__SET EXERCISE__:
Quote each record exactly, please, leaving none out.

[Stored items from a collection]
---

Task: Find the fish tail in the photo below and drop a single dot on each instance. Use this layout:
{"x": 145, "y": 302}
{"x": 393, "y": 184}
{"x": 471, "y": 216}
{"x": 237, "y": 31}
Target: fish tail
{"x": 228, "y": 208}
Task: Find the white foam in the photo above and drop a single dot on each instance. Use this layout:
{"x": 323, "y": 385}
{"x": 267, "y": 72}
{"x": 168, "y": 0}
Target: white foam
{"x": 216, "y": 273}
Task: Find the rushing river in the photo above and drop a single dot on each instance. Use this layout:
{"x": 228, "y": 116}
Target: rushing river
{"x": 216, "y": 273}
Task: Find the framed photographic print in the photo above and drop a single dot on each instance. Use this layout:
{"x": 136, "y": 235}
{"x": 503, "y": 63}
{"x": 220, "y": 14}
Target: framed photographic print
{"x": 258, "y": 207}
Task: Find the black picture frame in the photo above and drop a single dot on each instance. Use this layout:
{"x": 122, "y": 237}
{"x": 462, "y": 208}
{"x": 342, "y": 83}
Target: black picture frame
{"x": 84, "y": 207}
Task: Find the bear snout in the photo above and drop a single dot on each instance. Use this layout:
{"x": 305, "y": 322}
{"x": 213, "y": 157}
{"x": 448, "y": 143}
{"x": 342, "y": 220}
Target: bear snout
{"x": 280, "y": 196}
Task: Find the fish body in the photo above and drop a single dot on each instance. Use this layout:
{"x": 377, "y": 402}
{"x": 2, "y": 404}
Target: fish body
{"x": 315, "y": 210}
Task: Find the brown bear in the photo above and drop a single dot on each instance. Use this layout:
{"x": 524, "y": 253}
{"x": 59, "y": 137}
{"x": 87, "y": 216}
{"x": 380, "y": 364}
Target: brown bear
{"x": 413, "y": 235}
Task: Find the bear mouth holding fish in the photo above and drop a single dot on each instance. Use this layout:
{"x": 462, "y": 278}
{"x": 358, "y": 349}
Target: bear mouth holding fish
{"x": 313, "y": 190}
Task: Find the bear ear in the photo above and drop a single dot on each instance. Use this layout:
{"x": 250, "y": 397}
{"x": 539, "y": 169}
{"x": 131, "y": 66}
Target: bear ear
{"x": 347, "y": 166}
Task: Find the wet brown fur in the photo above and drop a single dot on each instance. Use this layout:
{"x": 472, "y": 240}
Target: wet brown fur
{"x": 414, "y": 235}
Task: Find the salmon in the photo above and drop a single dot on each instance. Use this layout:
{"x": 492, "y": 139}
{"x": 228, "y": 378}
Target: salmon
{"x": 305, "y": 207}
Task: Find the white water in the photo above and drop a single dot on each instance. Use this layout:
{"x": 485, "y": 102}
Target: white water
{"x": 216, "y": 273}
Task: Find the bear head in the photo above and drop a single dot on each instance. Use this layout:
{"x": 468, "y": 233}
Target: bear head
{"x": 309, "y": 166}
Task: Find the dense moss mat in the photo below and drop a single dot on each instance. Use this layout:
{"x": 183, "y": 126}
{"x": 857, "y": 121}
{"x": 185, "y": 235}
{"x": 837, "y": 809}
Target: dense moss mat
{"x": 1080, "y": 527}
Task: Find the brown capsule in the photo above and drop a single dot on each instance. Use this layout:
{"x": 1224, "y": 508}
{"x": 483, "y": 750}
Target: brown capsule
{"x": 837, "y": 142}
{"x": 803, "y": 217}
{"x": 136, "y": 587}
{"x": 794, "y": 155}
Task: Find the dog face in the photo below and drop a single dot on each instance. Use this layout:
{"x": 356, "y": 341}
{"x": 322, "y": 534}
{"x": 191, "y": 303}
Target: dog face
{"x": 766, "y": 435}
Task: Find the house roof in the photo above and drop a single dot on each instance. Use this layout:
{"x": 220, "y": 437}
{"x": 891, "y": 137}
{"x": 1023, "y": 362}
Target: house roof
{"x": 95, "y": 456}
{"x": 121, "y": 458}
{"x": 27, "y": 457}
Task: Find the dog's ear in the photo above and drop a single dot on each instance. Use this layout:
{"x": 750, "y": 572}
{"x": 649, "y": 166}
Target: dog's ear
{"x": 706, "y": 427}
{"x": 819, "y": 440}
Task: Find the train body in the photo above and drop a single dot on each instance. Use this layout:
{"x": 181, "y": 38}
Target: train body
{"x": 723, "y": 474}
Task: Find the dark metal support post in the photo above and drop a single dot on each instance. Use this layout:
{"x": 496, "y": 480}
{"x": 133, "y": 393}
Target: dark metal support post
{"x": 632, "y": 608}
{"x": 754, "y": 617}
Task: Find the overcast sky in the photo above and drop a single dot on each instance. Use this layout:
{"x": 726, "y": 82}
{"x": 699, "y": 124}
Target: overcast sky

---

__SOLUTION TO THIS PROBLEM__:
Task: Find the fish tail in the photo below and drop a single dot on each instance. Use this layout:
{"x": 145, "y": 302}
{"x": 393, "y": 184}
{"x": 471, "y": 216}
{"x": 237, "y": 31}
Target: fish tail
{"x": 228, "y": 208}
Task: Find the white foam in the photo above and drop a single dot on each instance. Use this layout:
{"x": 323, "y": 385}
{"x": 267, "y": 72}
{"x": 168, "y": 0}
Target: white foam
{"x": 216, "y": 273}
Task: Find the rushing river in the photo above and drop a single dot on each instance. Use this layout:
{"x": 228, "y": 116}
Target: rushing river
{"x": 216, "y": 273}
Task: Find the framed photographic print in the photo above and drop a single dot on each instance. Use this layout:
{"x": 136, "y": 235}
{"x": 503, "y": 63}
{"x": 220, "y": 14}
Target: framed photographic print
{"x": 258, "y": 207}
Task: Find the black picture frame in the photo above and drop a single dot on each instance. Use this layout:
{"x": 122, "y": 237}
{"x": 462, "y": 208}
{"x": 342, "y": 83}
Target: black picture frame
{"x": 84, "y": 207}
Task: Find the bear snout in the photo above and drop a single dot on each instance. Use this layout:
{"x": 305, "y": 322}
{"x": 213, "y": 157}
{"x": 448, "y": 143}
{"x": 342, "y": 220}
Target: bear snout
{"x": 280, "y": 196}
Task: Find the fish body in the photo above and drop a single dot on each instance. Use this layout:
{"x": 377, "y": 402}
{"x": 2, "y": 404}
Target: fish body
{"x": 315, "y": 210}
Task: Find the brown bear in the photo above and drop a single dot on each instance. Use this layout:
{"x": 524, "y": 253}
{"x": 59, "y": 137}
{"x": 87, "y": 216}
{"x": 380, "y": 364}
Target: brown bear
{"x": 413, "y": 235}
Task: Find the bear mouth holding fish in the photo above and drop a single dot on each instance. Use this layout:
{"x": 462, "y": 278}
{"x": 358, "y": 349}
Target: bear mouth holding fish
{"x": 313, "y": 190}
Task: Find the bear ear in the photo above and drop a single dot on each instance. Use this layout:
{"x": 250, "y": 397}
{"x": 539, "y": 169}
{"x": 131, "y": 66}
Target: bear ear
{"x": 347, "y": 166}
Task: Find the wet brown fur in the photo above and drop a single dot on each instance. Use this layout:
{"x": 472, "y": 240}
Target: wet brown fur
{"x": 414, "y": 235}
Task: Find the salmon in the photo above and drop a single dot on each instance. Use this layout:
{"x": 492, "y": 139}
{"x": 228, "y": 378}
Target: salmon
{"x": 305, "y": 207}
Task: Find the white water in the photo above and drop a single dot on each instance. Use this layout:
{"x": 485, "y": 102}
Target: white water
{"x": 216, "y": 273}
Task: Find the bear head in the photo above and drop a single dot on each instance. Use this layout:
{"x": 468, "y": 233}
Target: bear head
{"x": 309, "y": 166}
Task: Find the dense moss mat in the photo below and drop a single dot on each instance. Use this layout:
{"x": 183, "y": 126}
{"x": 857, "y": 121}
{"x": 185, "y": 235}
{"x": 837, "y": 809}
Target: dense moss mat
{"x": 1080, "y": 527}
Task: Find the brown capsule in the photo above and drop a single dot on each instance. Use this layout:
{"x": 1224, "y": 508}
{"x": 483, "y": 750}
Target: brown capsule
{"x": 837, "y": 142}
{"x": 803, "y": 217}
{"x": 136, "y": 587}
{"x": 794, "y": 155}
Task: Find the dog face in the photo below and drop a single dot on each instance. Use this layout:
{"x": 356, "y": 341}
{"x": 322, "y": 534}
{"x": 191, "y": 303}
Target: dog face
{"x": 766, "y": 435}
Task: Find the house roof in the photo above and drop a single dot on each instance. Use this layout:
{"x": 220, "y": 437}
{"x": 891, "y": 137}
{"x": 1023, "y": 362}
Target: house roof
{"x": 95, "y": 456}
{"x": 121, "y": 458}
{"x": 27, "y": 457}
Task: Find the dog's ear in the photo above and drop a single dot on each instance. Use this layout:
{"x": 750, "y": 572}
{"x": 649, "y": 166}
Target: dog's ear
{"x": 706, "y": 427}
{"x": 819, "y": 440}
Task: Find the train body in the photo above and drop a single dot on each instance. Use this layout:
{"x": 181, "y": 38}
Target: train body
{"x": 723, "y": 474}
Task: Find the dark metal support post in the photo above and drop a single dot on each instance. Use this layout:
{"x": 496, "y": 480}
{"x": 133, "y": 393}
Target: dark metal support post
{"x": 632, "y": 608}
{"x": 754, "y": 617}
Task: Find the overcast sky in the photo above and drop a single dot on each instance. Use this layout:
{"x": 726, "y": 82}
{"x": 699, "y": 124}
Target: overcast sky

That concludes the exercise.